[Entries taken from a collection]
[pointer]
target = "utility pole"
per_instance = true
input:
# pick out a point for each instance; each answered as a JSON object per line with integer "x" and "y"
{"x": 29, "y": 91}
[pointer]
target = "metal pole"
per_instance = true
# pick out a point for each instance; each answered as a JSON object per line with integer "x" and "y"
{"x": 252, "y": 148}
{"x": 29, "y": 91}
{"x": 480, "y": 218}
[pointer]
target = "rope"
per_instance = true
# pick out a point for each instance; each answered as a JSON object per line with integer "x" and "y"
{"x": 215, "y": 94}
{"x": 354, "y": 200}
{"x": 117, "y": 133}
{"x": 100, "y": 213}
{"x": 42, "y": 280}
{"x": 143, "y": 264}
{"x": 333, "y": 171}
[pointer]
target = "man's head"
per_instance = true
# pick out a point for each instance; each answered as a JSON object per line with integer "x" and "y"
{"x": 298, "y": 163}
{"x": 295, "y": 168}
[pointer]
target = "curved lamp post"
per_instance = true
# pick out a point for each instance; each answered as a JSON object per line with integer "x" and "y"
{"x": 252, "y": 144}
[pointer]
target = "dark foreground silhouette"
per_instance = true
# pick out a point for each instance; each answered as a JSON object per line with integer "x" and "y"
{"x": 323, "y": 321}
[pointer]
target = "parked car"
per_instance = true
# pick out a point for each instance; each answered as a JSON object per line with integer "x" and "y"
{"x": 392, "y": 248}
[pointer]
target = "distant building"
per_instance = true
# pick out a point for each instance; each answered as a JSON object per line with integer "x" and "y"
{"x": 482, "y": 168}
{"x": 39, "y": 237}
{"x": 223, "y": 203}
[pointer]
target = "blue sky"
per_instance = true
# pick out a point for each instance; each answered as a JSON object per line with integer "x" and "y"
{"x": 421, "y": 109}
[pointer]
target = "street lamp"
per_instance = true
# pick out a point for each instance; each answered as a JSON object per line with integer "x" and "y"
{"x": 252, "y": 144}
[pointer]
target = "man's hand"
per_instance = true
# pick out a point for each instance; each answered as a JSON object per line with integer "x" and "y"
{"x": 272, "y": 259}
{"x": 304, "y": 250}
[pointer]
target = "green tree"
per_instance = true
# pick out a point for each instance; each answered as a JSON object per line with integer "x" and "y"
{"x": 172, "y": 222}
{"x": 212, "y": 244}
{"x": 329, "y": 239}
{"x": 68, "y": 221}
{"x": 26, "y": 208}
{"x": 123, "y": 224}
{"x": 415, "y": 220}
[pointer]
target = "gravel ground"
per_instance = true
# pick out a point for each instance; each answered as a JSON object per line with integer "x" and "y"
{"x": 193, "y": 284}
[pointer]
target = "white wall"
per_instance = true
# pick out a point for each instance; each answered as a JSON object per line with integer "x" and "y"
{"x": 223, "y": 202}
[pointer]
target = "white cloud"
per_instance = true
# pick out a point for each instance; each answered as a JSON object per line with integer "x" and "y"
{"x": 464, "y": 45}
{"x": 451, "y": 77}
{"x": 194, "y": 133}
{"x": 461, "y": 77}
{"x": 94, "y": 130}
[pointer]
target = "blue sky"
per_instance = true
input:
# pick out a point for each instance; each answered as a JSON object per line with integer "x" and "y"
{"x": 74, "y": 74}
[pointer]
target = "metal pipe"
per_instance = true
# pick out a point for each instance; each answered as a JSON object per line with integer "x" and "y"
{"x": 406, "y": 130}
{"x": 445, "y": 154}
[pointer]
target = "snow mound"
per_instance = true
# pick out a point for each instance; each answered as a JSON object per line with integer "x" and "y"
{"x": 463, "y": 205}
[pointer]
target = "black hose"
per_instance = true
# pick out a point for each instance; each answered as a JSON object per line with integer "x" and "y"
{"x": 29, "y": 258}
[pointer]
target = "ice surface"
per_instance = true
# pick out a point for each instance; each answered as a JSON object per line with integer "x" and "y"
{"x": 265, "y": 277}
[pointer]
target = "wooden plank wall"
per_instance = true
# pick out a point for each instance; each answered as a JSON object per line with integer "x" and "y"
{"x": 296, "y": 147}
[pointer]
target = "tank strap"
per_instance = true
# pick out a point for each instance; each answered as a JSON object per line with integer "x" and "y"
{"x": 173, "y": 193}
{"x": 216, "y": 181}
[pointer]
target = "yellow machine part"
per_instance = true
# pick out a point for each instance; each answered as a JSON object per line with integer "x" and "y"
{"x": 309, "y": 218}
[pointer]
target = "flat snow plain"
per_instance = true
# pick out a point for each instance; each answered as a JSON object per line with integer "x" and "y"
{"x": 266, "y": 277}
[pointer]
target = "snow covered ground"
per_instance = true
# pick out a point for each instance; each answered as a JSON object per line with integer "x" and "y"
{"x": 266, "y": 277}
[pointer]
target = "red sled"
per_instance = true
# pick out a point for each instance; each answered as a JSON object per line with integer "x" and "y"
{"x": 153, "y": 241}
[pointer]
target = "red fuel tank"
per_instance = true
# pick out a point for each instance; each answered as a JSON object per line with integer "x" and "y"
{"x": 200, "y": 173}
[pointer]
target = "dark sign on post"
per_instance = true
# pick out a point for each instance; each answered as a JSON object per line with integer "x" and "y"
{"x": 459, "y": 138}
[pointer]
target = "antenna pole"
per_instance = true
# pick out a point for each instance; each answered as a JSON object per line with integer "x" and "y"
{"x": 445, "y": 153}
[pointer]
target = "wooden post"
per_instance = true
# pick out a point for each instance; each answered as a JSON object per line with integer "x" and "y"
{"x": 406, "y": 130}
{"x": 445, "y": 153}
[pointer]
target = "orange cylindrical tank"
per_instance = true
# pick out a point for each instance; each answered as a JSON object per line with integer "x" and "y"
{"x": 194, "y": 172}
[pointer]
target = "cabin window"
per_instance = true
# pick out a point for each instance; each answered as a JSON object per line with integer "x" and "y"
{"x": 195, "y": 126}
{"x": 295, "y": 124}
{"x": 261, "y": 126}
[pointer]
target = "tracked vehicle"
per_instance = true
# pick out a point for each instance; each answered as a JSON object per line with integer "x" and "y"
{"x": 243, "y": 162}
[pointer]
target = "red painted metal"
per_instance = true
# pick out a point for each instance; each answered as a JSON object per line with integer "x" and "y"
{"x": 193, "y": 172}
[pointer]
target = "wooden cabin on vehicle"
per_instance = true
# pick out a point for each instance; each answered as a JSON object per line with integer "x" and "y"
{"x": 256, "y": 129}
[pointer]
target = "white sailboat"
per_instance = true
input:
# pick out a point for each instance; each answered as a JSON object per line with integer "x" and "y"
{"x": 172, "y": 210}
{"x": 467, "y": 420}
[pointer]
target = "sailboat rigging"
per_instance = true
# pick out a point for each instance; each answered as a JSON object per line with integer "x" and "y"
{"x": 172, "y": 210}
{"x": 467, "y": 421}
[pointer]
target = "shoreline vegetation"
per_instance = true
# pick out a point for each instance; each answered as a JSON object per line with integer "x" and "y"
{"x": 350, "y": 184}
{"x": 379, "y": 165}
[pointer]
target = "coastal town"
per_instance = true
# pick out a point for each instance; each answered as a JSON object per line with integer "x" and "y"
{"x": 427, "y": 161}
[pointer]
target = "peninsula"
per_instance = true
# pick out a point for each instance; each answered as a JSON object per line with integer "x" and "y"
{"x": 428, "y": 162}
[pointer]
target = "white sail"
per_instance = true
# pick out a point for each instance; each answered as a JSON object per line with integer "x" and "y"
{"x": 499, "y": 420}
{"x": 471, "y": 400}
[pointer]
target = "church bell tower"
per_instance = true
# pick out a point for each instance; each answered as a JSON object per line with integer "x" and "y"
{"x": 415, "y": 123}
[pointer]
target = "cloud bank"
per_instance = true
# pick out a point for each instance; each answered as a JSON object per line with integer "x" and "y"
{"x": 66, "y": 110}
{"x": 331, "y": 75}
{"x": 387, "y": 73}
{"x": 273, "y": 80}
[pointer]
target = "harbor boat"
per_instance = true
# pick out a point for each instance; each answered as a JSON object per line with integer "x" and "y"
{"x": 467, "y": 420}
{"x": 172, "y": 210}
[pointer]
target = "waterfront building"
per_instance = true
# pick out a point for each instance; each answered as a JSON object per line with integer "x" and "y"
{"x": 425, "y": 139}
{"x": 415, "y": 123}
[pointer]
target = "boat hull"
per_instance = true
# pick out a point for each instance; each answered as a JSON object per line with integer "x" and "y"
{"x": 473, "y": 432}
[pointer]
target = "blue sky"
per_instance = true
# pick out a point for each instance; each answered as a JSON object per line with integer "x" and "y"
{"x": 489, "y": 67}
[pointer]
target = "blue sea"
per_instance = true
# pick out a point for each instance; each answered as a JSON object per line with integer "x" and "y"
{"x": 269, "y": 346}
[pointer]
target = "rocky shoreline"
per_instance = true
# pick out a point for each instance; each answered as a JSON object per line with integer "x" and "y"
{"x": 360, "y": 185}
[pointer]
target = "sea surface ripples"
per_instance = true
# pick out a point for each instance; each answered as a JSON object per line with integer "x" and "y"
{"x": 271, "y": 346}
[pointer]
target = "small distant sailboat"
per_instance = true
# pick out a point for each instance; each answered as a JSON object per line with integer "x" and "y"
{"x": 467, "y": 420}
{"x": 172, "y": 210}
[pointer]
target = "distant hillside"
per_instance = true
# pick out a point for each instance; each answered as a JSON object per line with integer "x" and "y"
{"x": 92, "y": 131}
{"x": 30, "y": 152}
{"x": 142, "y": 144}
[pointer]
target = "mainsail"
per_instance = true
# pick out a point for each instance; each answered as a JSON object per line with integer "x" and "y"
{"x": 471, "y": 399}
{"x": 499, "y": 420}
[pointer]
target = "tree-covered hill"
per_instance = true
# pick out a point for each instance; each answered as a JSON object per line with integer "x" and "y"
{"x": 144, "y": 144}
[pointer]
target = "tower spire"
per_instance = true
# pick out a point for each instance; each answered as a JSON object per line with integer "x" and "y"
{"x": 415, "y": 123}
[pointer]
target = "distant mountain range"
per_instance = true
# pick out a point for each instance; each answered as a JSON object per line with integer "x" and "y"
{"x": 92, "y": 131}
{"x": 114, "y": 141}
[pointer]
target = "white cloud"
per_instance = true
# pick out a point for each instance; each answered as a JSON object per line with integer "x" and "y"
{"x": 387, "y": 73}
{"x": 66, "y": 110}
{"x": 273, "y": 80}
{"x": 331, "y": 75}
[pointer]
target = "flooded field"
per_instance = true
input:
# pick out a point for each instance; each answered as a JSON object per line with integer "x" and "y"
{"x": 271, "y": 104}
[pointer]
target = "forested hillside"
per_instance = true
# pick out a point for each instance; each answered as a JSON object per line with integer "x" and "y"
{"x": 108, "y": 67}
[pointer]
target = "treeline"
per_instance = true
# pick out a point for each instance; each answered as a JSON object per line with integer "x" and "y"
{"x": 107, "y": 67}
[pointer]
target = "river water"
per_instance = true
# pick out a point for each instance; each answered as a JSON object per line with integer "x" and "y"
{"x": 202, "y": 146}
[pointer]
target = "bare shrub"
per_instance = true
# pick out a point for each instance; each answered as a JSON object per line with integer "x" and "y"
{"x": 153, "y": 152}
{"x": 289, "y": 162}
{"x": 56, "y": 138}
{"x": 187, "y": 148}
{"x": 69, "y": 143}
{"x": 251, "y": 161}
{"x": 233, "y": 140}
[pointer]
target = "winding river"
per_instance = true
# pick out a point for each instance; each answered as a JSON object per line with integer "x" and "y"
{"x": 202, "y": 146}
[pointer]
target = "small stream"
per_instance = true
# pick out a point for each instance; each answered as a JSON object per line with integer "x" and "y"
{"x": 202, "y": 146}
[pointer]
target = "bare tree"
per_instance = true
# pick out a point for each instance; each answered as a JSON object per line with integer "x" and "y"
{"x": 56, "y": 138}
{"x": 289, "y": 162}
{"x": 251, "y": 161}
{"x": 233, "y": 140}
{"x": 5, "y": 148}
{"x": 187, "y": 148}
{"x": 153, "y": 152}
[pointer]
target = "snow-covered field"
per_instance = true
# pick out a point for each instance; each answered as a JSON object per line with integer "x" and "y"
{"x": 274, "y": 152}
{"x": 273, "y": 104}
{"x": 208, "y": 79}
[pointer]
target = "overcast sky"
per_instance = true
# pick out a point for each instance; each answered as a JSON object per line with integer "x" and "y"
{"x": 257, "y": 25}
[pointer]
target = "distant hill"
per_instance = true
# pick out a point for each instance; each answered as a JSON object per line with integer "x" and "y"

* [What needs to be done]: Filter the records above for lines containing the word "vehicle", and copy those lines.

* [Response to this exercise]:
target = "tracked vehicle"
target = "wooden cabin on vehicle"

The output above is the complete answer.